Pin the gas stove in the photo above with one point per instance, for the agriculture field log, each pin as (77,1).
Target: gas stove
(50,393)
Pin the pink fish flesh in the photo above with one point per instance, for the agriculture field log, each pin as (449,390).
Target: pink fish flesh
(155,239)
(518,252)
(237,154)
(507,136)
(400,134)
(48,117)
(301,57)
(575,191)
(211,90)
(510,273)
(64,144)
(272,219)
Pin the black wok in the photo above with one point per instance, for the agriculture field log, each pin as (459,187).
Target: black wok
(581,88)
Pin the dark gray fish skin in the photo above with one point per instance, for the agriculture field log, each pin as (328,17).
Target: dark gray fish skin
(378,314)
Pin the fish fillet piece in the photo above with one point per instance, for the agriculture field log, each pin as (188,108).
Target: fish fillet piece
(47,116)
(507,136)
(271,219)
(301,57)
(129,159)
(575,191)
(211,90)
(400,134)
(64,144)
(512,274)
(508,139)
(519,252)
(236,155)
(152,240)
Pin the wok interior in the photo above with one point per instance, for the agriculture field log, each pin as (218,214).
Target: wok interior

......

Find the line with "Pin the dark" in the listing. Reproduce it and all the lines after it, exactly, through the last line.

Pin the dark gray fish skin in the photo above with one point per instance, for the agriculture field log, each pin as (328,17).
Target: dark gray fish skin
(378,314)
Pin the fish fillet piece in the photo above with one point per instance, for the agriculture field log, each pin as (188,108).
Target: fish fillet piece
(47,116)
(507,136)
(271,219)
(301,57)
(129,159)
(575,191)
(211,90)
(400,134)
(64,144)
(512,274)
(508,139)
(519,252)
(236,155)
(152,240)
Pin the wok interior in the photo above with one point per instance, for the agriculture field log, each pin as (218,214).
Target: wok interior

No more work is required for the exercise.